LDL-P (LDL Particles) test measures the number of LDL cholesterol particles in the blood rather than the concentration of LDL cholesterol (LDL-C) measured by most current tests. The results of LDL-P test should be compared with the results of LDL-C test; when the results do not match (high LDL-P/normal LDL-C or normal LDL-P/high LDL-C), then, according to some authors, the LDL-P test results are considered a better predictor of the risk of cardiovascular disease (heart attack and stroke) than LDL-C results [29,37] . According to other authors, LDL-P test does not give better information about the coronary heart disease risk than total/HDL cholesterol ratio  .
A word of caution concerning the new home cholesterol tests now available at local pharmacies and through the Internet: Home cholesterol tests, such as the CholesTrak and First Check Home Cholesterol Test, are indeed faster than visiting your health care provider, but may not be very useful. The kits, which require the user to draw blood from a prick of the skin, measure only total cholesterol (not HDL, LDL and triglycerides individually)—interesting information that doesn't provide accurate information about your cardiovascular risk or much about the impact of diet or exercise on your cholesterol.

Referring-expression data
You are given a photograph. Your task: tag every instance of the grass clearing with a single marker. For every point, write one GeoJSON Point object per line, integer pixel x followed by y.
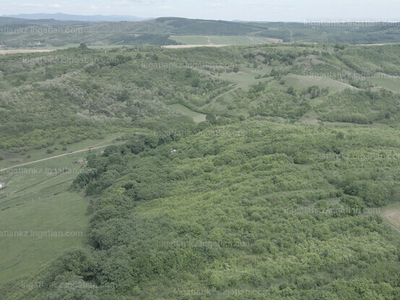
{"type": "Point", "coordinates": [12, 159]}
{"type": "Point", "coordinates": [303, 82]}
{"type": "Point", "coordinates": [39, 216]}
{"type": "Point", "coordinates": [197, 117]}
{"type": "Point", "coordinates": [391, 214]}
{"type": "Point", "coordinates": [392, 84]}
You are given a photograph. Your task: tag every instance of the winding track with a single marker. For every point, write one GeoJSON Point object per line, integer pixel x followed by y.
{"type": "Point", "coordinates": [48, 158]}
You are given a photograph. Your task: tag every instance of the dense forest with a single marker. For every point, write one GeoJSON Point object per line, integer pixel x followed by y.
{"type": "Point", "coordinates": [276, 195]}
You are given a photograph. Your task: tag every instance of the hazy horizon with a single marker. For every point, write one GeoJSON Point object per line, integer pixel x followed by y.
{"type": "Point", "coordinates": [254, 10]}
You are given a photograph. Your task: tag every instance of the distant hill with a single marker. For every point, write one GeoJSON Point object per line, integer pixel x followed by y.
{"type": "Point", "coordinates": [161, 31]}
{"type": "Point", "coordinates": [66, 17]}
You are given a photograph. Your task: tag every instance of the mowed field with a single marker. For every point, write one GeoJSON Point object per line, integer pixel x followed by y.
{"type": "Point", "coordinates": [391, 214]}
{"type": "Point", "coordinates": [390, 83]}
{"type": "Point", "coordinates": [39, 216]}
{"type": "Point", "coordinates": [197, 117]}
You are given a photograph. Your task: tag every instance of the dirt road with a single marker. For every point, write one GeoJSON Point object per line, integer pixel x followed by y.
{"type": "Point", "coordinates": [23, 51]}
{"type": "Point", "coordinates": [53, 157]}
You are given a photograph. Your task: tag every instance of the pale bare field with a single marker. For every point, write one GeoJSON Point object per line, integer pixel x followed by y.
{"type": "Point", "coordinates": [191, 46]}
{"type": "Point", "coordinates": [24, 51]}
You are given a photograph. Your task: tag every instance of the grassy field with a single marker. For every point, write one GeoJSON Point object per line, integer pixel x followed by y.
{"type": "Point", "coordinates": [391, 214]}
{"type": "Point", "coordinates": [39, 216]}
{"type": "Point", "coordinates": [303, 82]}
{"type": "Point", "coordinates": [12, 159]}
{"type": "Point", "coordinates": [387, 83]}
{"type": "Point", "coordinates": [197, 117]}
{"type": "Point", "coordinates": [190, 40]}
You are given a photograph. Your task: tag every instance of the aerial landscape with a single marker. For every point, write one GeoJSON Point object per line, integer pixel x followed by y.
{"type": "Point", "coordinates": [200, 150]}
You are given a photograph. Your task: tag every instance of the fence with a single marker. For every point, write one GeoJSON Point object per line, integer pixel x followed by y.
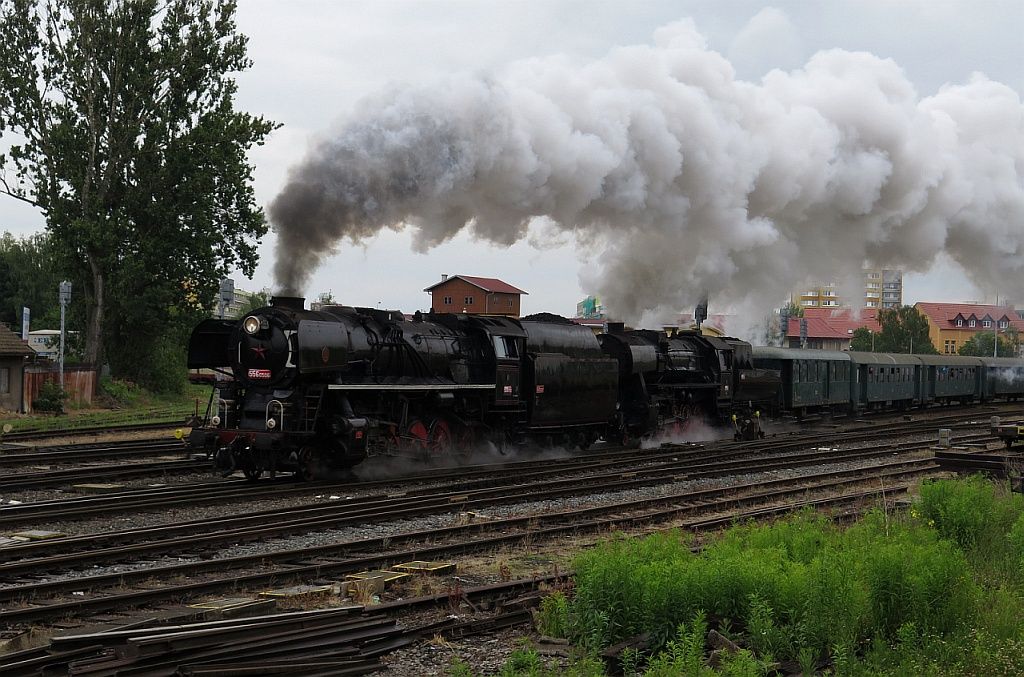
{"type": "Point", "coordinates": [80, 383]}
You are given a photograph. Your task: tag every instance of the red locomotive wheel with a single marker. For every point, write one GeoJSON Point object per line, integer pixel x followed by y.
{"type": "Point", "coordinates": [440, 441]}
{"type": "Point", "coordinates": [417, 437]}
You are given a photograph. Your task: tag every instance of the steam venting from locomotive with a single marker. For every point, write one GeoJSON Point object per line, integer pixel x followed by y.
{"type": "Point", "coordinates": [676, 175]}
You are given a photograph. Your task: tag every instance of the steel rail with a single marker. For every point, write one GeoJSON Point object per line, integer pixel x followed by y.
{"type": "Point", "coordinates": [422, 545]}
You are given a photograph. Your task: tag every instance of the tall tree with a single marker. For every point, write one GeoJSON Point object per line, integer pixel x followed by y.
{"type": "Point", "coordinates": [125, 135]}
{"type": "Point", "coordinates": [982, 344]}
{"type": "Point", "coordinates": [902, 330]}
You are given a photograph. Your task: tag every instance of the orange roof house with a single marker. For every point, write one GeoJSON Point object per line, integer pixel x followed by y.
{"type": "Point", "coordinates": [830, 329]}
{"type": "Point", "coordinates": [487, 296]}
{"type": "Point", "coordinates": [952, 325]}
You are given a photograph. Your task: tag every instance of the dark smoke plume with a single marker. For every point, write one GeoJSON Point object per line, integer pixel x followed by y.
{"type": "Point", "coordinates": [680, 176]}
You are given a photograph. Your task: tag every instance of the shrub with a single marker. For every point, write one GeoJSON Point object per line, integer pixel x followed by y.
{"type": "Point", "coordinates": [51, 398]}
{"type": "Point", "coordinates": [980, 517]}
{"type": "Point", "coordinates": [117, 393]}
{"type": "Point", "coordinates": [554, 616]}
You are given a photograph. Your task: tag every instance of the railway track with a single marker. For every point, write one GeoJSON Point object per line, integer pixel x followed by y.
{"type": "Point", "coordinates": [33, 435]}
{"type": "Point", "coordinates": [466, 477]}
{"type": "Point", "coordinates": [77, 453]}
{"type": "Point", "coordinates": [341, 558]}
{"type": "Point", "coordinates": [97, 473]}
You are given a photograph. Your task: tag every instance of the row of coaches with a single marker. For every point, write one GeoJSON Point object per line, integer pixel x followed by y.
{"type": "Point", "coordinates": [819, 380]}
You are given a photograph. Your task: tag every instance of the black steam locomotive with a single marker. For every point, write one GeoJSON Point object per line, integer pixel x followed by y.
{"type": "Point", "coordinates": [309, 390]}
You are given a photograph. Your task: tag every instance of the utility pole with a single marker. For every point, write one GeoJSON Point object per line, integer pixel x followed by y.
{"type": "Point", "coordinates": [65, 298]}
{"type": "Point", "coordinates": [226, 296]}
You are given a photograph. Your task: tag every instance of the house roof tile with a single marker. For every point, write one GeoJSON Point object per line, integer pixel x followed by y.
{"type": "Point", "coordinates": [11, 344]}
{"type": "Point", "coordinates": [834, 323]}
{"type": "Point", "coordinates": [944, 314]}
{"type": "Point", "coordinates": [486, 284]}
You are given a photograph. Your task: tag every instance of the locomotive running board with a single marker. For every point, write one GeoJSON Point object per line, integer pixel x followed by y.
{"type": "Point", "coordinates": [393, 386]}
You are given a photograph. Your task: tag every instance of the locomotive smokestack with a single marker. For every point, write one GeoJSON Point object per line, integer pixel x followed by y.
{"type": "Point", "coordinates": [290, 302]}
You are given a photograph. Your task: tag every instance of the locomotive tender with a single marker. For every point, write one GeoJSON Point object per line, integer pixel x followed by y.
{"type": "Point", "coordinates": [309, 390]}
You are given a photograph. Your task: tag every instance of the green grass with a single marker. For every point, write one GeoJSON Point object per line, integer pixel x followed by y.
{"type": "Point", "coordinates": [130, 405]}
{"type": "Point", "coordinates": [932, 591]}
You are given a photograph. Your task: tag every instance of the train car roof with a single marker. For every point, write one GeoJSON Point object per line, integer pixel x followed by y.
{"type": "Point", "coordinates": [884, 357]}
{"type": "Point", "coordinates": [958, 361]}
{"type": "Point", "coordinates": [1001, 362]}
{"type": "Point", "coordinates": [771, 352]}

- _Task list_:
• a. In the passage on cholesterol testing, what does the LDL-P test measure?
• b. Using the passage on cholesterol testing, explain why home cholesterol kits may not be very useful.
• c. Resume the passage on cholesterol testing after its final sentence.

- _Your written answers_:
• a. The number of LDL cholesterol particles in the blood.

• b. The kits measure only total cholesterol, not HDL, LDL and triglycerides individually. That figure doesn't give accurate information about cardiovascular risk or say much about how diet or exercise affect cholesterol.

• c.
More About Hormone Levels
It is important to remember that with all women, hormone levels can very greatly. It is also important to mention that since the “normal” ranges vary greatly for some hormones (especially since each lab sets its own “normal” values for these hormones), some women with PCOS have hormone levels that appear within the “normal” range, but still suffer from symptoms and still might have PCOS. This is especially true with Testosterone , DHEAS, and LH levels. Unfortunately, many physicians are not familiar enough with PCOS to understand that even small changes in hormone levels can cause PCOS-related symptoms. If you have a Testosterone level of >40 ng/ml, DHEAS level of >200 ug/dl or a LH level that is two or three times that of your FSH level (LH and FSH levels should be roughly equal), seek the advice of a specialist since there is still a good possibility you might have PCOS.